Desinformação sobre autismo cresce 15.000% na América Latina
Desinformação sobre autismo aumenta 15.000%

Uma epidemia silenciosa de desinformação sobre o Transtorno do Espectro Autista (TEA) avança pelas redes sociais na América Latina. Um estudo inédito revela que o volume de informações falsas sobre autismo aumentou impressionantes 15.000% desde o início da pandemia de Covid-19, colocando em risco a segurança e dignidade de pessoas autistas e suas famílias.

Brasil lidera ranking da desinformação

A pesquisa realizada pela Autistas Brasil em parceria com o Laboratório de Estudos sobre Desordem Informacional e Políticas Públicas da Fundação Getúlio Vargas (DesinfoPop/FGV) analisou 58,5 milhões de mensagens trocadas entre 5,3 milhões de usuários em 1.659 grupos e canais conspiratórios no Telegram entre 2015 e 2025.

Dentro desse universo digital, foram identificadas 47 mil publicações falando diretamente sobre autismo, que acumularam quase 100 milhões de visualizações. O Brasil emerge como o principal epicentro dessa crise informacional, sendo responsável por 48% de toda a desinformação circulante na região.

"Estamos diante de uma epidemia silenciosa de desinformação", alerta Guilherme de Almeida, presidente da Autistas Brasil. "A cada nova teoria sem base científica, o que está em jogo não é apenas a verdade, mas a segurança e a dignidade das pessoas autistas e de seus familiares."

Dados armazenados:

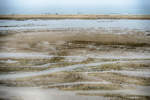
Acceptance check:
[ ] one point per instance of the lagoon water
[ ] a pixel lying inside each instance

Tarefa atribuída:
Transcreva do texto sobre desinformação a respeito do autismo o trecho que começa em "A pesquisa realizada" e segue até "circulante na região.", sem alterar nada. A listagem é um material à parte, sem relação com o texto sobre autismo.

Resultado do exercício:
A pesquisa realizada pela Autistas Brasil em parceria com o Laboratório de Estudos sobre Desordem Informacional e Políticas Públicas da Fundação Getúlio Vargas (DesinfoPop/FGV) analisou 58,5 milhões de mensagens trocadas entre 5,3 milhões de usuários em 1.659 grupos e canais conspiratórios no Telegram entre 2015 e 2025.

Dentro desse universo digital, foram identificadas 47 mil publicações falando diretamente sobre autismo, que acumularam quase 100 milhões de visualizações. O Brasil emerge como o principal epicentro dessa crise informacional, sendo responsável por 48% de toda a desinformação circulante na região.